RECORDED DATA
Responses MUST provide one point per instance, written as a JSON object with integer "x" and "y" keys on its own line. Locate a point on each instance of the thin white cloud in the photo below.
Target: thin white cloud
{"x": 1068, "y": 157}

--

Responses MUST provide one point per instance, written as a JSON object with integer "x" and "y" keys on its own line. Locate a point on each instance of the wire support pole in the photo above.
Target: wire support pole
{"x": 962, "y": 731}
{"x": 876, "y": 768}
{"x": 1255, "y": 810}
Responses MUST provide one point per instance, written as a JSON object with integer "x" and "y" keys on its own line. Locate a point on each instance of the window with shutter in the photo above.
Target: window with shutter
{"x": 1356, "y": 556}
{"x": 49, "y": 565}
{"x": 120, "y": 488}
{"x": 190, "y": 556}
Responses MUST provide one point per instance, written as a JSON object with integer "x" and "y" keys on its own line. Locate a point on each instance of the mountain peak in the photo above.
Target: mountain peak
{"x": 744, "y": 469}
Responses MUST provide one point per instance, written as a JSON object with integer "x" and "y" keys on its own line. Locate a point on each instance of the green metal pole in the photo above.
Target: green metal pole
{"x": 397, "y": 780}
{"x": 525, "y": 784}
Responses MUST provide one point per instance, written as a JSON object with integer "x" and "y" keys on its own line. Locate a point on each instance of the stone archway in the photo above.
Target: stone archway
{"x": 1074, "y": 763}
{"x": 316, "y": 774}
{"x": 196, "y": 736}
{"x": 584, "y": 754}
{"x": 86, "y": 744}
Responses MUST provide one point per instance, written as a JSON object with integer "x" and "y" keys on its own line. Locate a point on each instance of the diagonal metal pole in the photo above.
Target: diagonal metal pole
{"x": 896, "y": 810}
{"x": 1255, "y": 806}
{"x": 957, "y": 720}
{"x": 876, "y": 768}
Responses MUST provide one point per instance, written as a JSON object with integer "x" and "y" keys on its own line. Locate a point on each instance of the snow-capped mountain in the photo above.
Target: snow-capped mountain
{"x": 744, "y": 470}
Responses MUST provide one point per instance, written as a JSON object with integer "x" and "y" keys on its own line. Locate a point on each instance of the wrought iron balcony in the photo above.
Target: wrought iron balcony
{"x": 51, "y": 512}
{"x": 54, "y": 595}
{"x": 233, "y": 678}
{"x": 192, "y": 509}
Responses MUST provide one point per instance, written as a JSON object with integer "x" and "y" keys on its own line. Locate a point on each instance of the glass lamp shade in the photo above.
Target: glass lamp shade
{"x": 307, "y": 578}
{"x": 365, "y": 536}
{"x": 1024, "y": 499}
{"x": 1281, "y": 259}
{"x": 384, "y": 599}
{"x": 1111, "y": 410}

AIM
List every line of the material above that contains the string "diagonal", copying each line in full. Matching is case-sensitive.

CORRECT OUTPUT
Responses MUST provide one point per instance, written as a JSON object with integer "x" and "y" keys on its own line. Locate a point on each instance of the diagonal metal pole in the photo above.
Target: diagonal metal pole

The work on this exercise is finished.